Recorded data
##########

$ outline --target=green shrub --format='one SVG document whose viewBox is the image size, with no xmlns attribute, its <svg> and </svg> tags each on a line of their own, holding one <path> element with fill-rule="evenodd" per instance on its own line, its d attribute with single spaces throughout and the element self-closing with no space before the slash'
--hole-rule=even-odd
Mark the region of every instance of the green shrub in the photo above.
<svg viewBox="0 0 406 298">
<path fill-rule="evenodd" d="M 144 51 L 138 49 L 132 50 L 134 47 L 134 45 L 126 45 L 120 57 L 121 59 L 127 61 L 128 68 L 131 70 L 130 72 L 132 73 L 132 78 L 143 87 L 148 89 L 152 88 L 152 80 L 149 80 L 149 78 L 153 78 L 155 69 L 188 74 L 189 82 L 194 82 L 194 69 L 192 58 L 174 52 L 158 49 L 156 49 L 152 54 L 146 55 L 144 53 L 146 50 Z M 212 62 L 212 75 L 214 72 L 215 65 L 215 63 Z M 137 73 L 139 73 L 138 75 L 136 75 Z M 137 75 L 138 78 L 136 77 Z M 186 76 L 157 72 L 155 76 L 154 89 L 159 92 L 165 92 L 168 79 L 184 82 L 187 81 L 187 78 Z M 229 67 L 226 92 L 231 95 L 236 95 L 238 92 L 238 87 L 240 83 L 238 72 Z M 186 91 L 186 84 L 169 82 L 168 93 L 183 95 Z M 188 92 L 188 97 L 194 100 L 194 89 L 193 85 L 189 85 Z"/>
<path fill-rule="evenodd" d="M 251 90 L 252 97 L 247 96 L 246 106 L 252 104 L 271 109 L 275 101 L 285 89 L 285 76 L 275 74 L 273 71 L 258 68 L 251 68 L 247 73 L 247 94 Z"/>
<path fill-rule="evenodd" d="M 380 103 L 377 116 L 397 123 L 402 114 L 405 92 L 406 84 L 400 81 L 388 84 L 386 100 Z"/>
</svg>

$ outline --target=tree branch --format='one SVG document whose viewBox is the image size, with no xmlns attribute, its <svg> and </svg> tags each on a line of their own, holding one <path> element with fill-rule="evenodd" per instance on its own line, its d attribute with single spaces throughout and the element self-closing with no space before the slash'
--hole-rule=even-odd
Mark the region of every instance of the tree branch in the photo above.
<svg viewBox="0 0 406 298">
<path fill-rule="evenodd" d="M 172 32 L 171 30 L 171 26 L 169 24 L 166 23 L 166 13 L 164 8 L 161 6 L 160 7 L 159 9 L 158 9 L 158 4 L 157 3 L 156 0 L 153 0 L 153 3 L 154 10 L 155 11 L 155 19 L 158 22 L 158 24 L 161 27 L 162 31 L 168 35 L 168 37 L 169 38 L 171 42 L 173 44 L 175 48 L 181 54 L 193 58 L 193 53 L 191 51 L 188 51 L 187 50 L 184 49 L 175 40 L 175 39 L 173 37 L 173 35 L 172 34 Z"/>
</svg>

##########

_What the task requires_:
Set down the data above once more, line for line and without a single change.

_The reply_:
$ outline --target=green shrub --format='one SVG document whose viewBox is the image size, with no xmlns attribute, its <svg> and </svg> tags each on a line of their own, holding one <path> element with fill-rule="evenodd" per instance on its own line, its d attribute with single spaces throughout and the element self-closing with no space before the slash'
--hole-rule=even-odd
Mark the region of every instance of the green shrub in the photo above.
<svg viewBox="0 0 406 298">
<path fill-rule="evenodd" d="M 144 51 L 138 49 L 132 50 L 134 47 L 134 45 L 126 45 L 120 57 L 121 59 L 127 61 L 128 68 L 131 70 L 130 72 L 132 73 L 132 78 L 143 87 L 148 89 L 152 88 L 152 80 L 149 80 L 149 78 L 153 78 L 155 69 L 188 74 L 189 82 L 194 82 L 194 69 L 192 58 L 174 52 L 158 49 L 156 49 L 152 54 L 146 55 L 144 53 L 146 50 Z M 212 62 L 212 75 L 214 72 L 215 65 L 215 63 Z M 137 73 L 139 73 L 138 75 L 136 75 Z M 137 75 L 138 78 L 136 77 Z M 186 76 L 157 72 L 155 76 L 154 89 L 159 92 L 165 92 L 168 79 L 184 82 L 187 81 L 187 78 Z M 229 67 L 226 92 L 231 95 L 236 95 L 238 92 L 238 87 L 240 83 L 238 72 Z M 186 91 L 186 84 L 169 82 L 168 93 L 183 95 Z M 188 92 L 188 97 L 194 100 L 194 89 L 193 85 L 189 85 Z"/>
<path fill-rule="evenodd" d="M 251 90 L 252 97 L 247 96 L 246 106 L 252 104 L 271 109 L 275 101 L 285 89 L 285 76 L 275 74 L 273 71 L 258 68 L 251 68 L 247 73 L 247 94 Z"/>
<path fill-rule="evenodd" d="M 380 103 L 377 116 L 397 123 L 402 114 L 405 92 L 406 84 L 400 81 L 388 84 L 386 100 Z"/>
</svg>

$ outline --target=tree branch --format='one SVG document whose viewBox is the image size, with no xmlns attribute, its <svg> and </svg> tags each on a line of their own, holding one <path> element with fill-rule="evenodd" per instance on its own line, its d attribute with single spaces throughout and the element self-closing with no space before the slash'
--hole-rule=even-odd
Mark the region of every instance of the tree branch in the photo above.
<svg viewBox="0 0 406 298">
<path fill-rule="evenodd" d="M 172 32 L 171 30 L 171 26 L 169 24 L 166 23 L 166 13 L 164 8 L 161 6 L 160 7 L 159 9 L 158 9 L 158 4 L 157 3 L 156 0 L 153 0 L 153 3 L 154 10 L 155 11 L 155 19 L 158 22 L 158 24 L 161 27 L 162 31 L 168 35 L 168 37 L 169 38 L 171 42 L 173 44 L 175 48 L 181 54 L 193 58 L 193 53 L 191 51 L 188 51 L 187 50 L 184 49 L 175 40 L 175 39 L 173 37 L 173 35 L 172 34 Z"/>
</svg>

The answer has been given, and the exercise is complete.